* [Task details]
Check every line of the entries below for "identify", and copy the lines that have it.
________________
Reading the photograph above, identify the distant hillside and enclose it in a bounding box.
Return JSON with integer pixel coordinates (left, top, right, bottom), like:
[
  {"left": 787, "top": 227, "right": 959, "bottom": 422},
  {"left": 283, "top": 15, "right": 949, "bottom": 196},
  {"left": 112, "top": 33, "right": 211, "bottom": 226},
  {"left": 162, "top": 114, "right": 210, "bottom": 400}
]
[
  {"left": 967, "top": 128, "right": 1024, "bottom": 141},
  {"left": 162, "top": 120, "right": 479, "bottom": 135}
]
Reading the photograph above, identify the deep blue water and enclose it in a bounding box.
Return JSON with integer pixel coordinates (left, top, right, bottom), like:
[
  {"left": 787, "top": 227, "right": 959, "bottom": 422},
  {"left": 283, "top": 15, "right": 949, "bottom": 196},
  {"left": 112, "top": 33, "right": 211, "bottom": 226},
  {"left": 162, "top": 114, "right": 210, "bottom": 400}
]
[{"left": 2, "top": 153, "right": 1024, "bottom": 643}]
________________
* [Completed exercise]
Reading the photograph above, identify the distant hillside and enclose it in a bounding box.
Reading the photograph above, identify the deep blue water and enclose it in a bounding box.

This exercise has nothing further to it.